### Written task
Copy all of the entries below word for word, leaving out the pictures.

** START OF Data supplied **

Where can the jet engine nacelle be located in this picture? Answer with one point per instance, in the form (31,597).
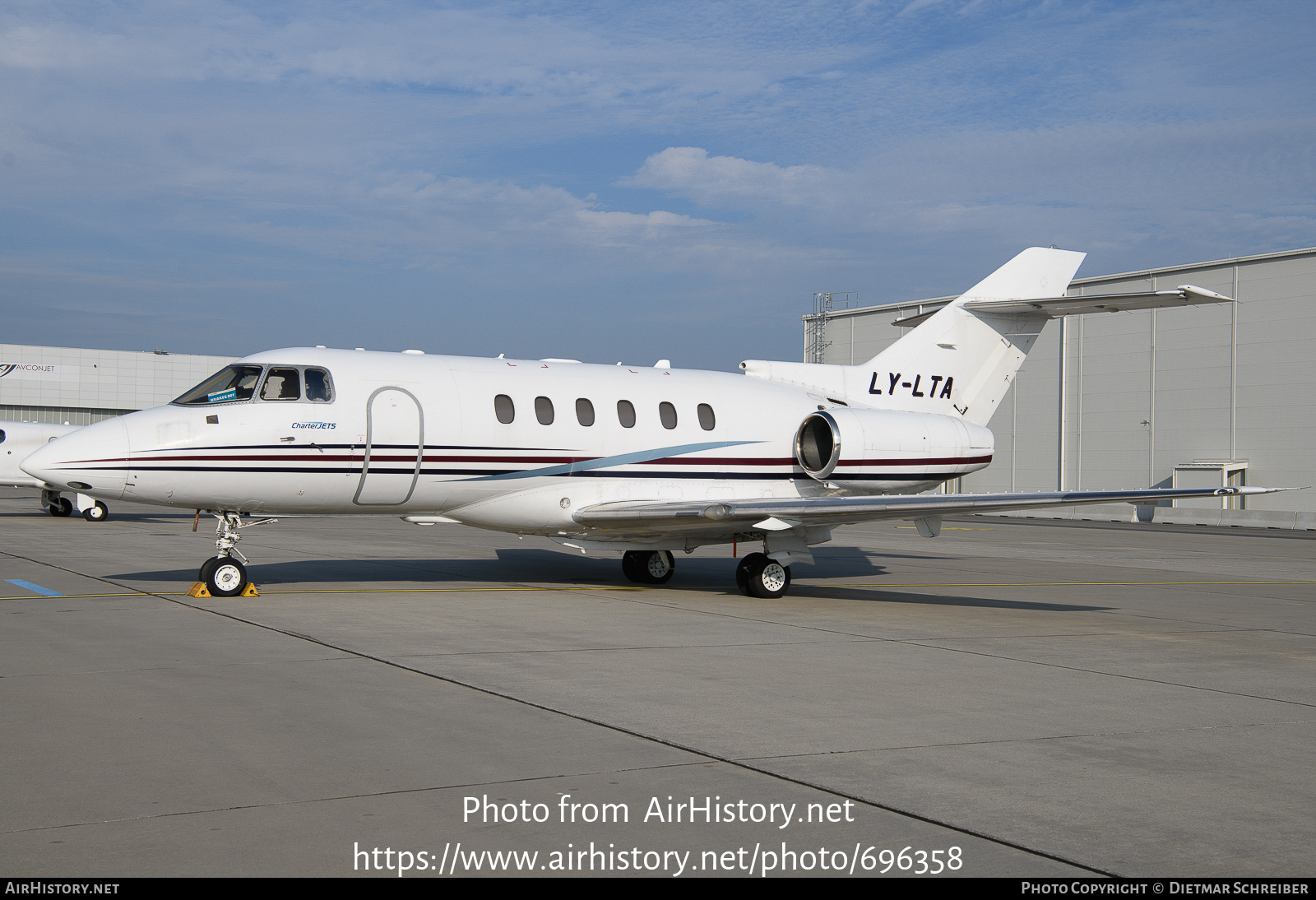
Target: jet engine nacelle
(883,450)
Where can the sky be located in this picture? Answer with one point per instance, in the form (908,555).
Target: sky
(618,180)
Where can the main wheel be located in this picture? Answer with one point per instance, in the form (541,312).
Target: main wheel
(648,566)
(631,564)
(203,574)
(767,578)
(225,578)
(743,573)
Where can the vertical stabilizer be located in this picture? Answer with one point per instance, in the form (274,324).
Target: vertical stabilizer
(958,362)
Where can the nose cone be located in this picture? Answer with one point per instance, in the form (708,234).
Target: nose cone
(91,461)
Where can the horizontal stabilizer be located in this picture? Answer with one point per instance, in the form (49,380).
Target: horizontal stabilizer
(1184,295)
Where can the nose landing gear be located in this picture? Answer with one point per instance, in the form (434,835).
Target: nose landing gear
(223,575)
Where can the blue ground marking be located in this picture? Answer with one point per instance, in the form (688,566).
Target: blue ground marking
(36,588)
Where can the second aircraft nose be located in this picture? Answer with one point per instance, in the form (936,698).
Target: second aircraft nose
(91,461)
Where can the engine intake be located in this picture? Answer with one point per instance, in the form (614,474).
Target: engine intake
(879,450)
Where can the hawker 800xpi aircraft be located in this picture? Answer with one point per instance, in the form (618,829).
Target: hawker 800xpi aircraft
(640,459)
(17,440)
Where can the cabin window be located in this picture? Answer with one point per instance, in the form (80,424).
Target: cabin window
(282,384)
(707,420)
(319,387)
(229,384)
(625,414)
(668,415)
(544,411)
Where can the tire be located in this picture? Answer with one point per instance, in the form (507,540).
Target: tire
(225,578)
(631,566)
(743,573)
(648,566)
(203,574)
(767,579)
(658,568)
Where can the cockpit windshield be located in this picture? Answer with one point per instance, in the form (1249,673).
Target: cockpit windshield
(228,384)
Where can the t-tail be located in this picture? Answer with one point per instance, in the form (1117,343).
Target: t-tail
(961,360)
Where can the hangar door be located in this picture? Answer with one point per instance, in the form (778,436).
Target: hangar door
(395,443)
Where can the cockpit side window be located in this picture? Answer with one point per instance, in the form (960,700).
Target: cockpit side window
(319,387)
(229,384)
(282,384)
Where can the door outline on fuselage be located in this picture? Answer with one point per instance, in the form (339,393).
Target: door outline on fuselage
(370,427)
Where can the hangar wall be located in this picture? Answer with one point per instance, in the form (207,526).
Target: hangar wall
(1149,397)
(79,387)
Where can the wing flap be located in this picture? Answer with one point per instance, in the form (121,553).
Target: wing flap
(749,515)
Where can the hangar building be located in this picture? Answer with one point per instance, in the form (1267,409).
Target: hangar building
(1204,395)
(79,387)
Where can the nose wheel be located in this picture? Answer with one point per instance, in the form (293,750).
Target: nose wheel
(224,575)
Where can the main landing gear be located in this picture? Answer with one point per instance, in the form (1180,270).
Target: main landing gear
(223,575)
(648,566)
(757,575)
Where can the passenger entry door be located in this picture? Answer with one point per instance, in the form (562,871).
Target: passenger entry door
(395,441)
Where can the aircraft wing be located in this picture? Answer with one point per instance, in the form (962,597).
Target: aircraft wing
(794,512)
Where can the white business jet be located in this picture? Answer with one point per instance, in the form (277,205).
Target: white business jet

** END OF Data supplied **

### Answer to the exercise
Where can the jet engine nacelle be located in this picture? Answer with one point per instance, in the form (31,597).
Target: jet engine nacelle
(883,450)
Where can the sky be located in this picture? Answer with one point per instance, in the form (908,555).
Target: sky
(618,180)
Where can the main wheel be located in this picture? Answer with one point per instance, in the form (541,312).
Target: main wheel
(648,566)
(631,564)
(203,574)
(767,578)
(225,578)
(743,573)
Where can the vertical stabilizer be located in this picture? Answer with one point per instance, in the form (274,324).
Target: vertical stabilizer
(958,362)
Where can the nose cone be located in this picture? Answer with one point per instance, in the form (708,234).
Target: nose cone
(91,461)
Where can the horizontal stabilizer be located in this picture? Answer with one point per instance, in the form (49,380).
Target: horizontal stabilizer
(1184,295)
Where can the nose landing gear be located in this picture? Answer with one point per instance, in the form (434,835).
Target: nose landing gear
(223,575)
Where can the blue ground marking be located in this picture? Answer with one point per instance, in the form (688,566).
Target: blue ground marking
(36,588)
Where can the second aircraft nose be located in this picture? Answer with one point per instance, in the form (936,698).
Target: second aircraft nose
(91,461)
Where can the engine intake be located in this picture? Answer with one point per instance, in the form (614,474).
Target: engine intake
(879,450)
Where can the hawker 800xpi aircraft be located in this picture? Answer with one point per instance, in the form (618,829).
Target: hawker 800xpi aircraft
(640,459)
(17,440)
Where can the cabin window be located in this picture? Answer with one point per instance, in the form (80,424).
Target: cabin window
(282,384)
(707,420)
(319,387)
(229,384)
(625,414)
(668,415)
(544,411)
Where can the tire be located in this picture? Answer with one point per instance, in the form (507,540).
Target: tire
(225,578)
(631,566)
(743,573)
(648,566)
(203,574)
(767,579)
(658,568)
Where can the cockpit windshield be located in this picture? Answer with one point per instance, in the form (1249,673).
Target: cockpit windshield
(228,384)
Where can the t-tail be located in this picture? Answer with one point per instance, in the form (1117,343).
Target: t-tail
(961,360)
Where can the hangar door be located in this picture? Answer with one point per instance, in the form (778,436).
Target: hangar door
(395,443)
Where can the cockpit side window be located in this picture? Answer with one point per instance, in the form (960,700).
Target: cockpit side window
(319,387)
(229,384)
(282,384)
Where can the door outline on fuselage be located in this picture? Answer with one point per instance, in the form (339,393).
Target: door outline on fuselage
(370,427)
Where can the hangar wall be located in this picture? Answer with one point per instance, in the form (207,526).
Target: hangar wall
(1149,397)
(79,387)
Where can the wing flap be located in this picture? Answer with one point per instance, in the form (121,553).
Target: wing flap
(749,515)
Where can the hangar building be located in this picture? Answer with one point per instance, in the form (1267,409).
Target: hangar building
(1204,395)
(79,387)
Where can the nose wheel be located in this picture? Answer with one point per instance, in the form (293,750).
Target: nose wheel
(224,575)
Where can the main landing gear be located in this picture? Answer with one point per instance, in the form (1180,270).
Target: main landing gear
(223,575)
(648,566)
(757,575)
Where can the passenger entry door be located in this picture? Answer with one point per instance, in the form (562,871).
Target: passenger entry door
(395,441)
Where can the aircraft wing be located in this picture? Answer with one point per instance, in the form (962,597).
Target: aircraft wing
(794,512)
Where can the white business jet be located in this picture? Answer with one point per instance, in the form (277,205).
Target: white business jet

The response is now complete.